Fitrahnya manusia kita lihat pada Nabi Besar SAW, yaitu setiap saat bersama Tuhan, setiap saat suci lahir batin, dan pancaran pribadinya cinta kasih.
Semua prestasi Nabi Besar SAW gilang gemilang, itu karena Nabi SAW setiap saat berada dalam tuntunan Tuhan.
Bagi Nabi SAW pasti berlaku hadis qudsi “Allah Ta’ala berfirman: Tak dapat memuat Zat-Ku bumi dan langit-Ku, yang dapat memuat Zat-Ku ialah kalbu hamba-Ku yang beriman” (R. Ahmad dari Wahab bin Munabbih).
Maka yang namanya jahiliah ialah Tuhan jauh. Percayanya kepada Tuhan masih sekadar formal, membiarkan diri kebahagiaan didukung oleh KEDUNIAAN berupa materi dan seks.
Manusia Islam tahu betul harus meniru Nabinya yang serba DEMI TUHAN, namun masih saja yang digandrungi MATERI.
Maka dari itu jahiliah ialah “kebodohan” dalam arti “tidak mengenal Tuhan”, membiarkan diri bukan Tuhan yang mengatur kehidupannya, melainkan berhala-berhala dalam bentuk apapun.
Bangsa Arab pra-Islam mempunyai patung-patung berhala pembawa rezeki, penolak bala, pelindung terhadap keganasan alam, penyelamat dalam peperangan, dan masih banyak lagi. Berhala tertentu berkuasa atas aspek kehidupan tertentu.
····················
> _Tugas Anda_
1 – Dalam kutipan tentang jahiliah, "kebodohan" dalam kata jahiliah berarti apa?
2 – Teruskan kutipan tentang jahiliah mulai dari kalimat sesudah bagian terakhirnya.
····················
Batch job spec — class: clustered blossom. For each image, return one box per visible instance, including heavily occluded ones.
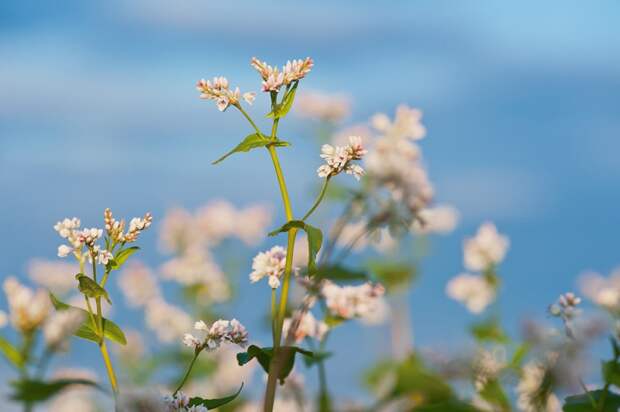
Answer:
[516,361,562,412]
[446,222,510,314]
[164,391,208,412]
[463,222,510,271]
[250,246,286,289]
[250,57,314,92]
[446,273,496,313]
[317,136,368,180]
[282,312,329,343]
[103,208,153,243]
[4,276,51,333]
[183,319,248,351]
[196,76,256,112]
[295,92,351,123]
[43,309,84,351]
[321,281,386,323]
····················
> _Jawaban Tertulis_
1 – Artinya "tidak mengenal Tuhan".

2 –
Manusia modern berhalanya berupa keduniaan dan kewanitaan, terlalu yakin diri kepada kemajuan IPTEK-nya yang sepertinya tak kenal batas, kemampuan inteligensinya, harta kekayaannya, kedudukannya di masyarakat, nasib baiknya. Dan ada juga yang percaya diri karena memiliki pusaka atau jimat atau “susuk kecantikan”.
Allah Mahakuasa, Mahatahu, Mahakaya, Maha Mendengar, Maha Menolong, Maha Rahman, Maha Rahim. Maka teramat bodohlah manusia, untuk mengganti Tuhan dengan berhala.
Mungkin manusianya berdoa kepada Tuhan mohon kaya, tidak saja diberi-beri. Tetapi dengan “ilmu kesugihan” kekayaan segera datang. Dan lain-lain pengalaman, sehingga “berhala seolah lebih meyakinkan” daripada mohon kepada Tuhan.
Tuhan lebih dekat dari urat leher (QS 50:16), maka seharusnyalah manusia merasakan bahwa Tuhan Mahadekat, sebab manusia yang sedang gandrung kepada kekasih idaman, kekasihnya terbawa di hati siang malam. Namun gandrung kepada Tuhan, gandrung kepada Nabi, masih saja teori belaka.
***
Keimanan umat Islam sedunia mengalami pasang surut, up and down, berupa gelombang yang naik turun, dengan gunung yang up dan lembah yang down, yang periodanya SATU ABAD.
Maka dari itu Tuhan mendatangkan mujaddid setiap abad pada saat Keislaman umat down.
Dan selalu jatuhnya umat Islam karena Keislamannya sudah tidak beres, yaitu formal, sehingga tak berjiwa, tak berkarakter, fanatik dalam pendiriannya yang naif serta konservatif, taklid kepada idola pembimbing agamanya.
Tuhan ingin menyadarkan umat kembali dengan mendatangkan Mujaddid. Namun jika mujaddid tetap saja ditolak, maka Tuhan tidak ragu untuk menurunkan cobaan-cobaan berupa krisis-krisis yang berat dan bencana-bencana alam yang dahsyat.
Itulah bahasa Tuhan yang maknanya “Kembalilah kepada Islam yang benar”, sebab Tuhan selalu siap untuk melenyapkan umat-umat yang bandel dari muka bumi, seperti umat Nabi Nuh AS, Nabi Shu’aib AS, Nabi Luth AS.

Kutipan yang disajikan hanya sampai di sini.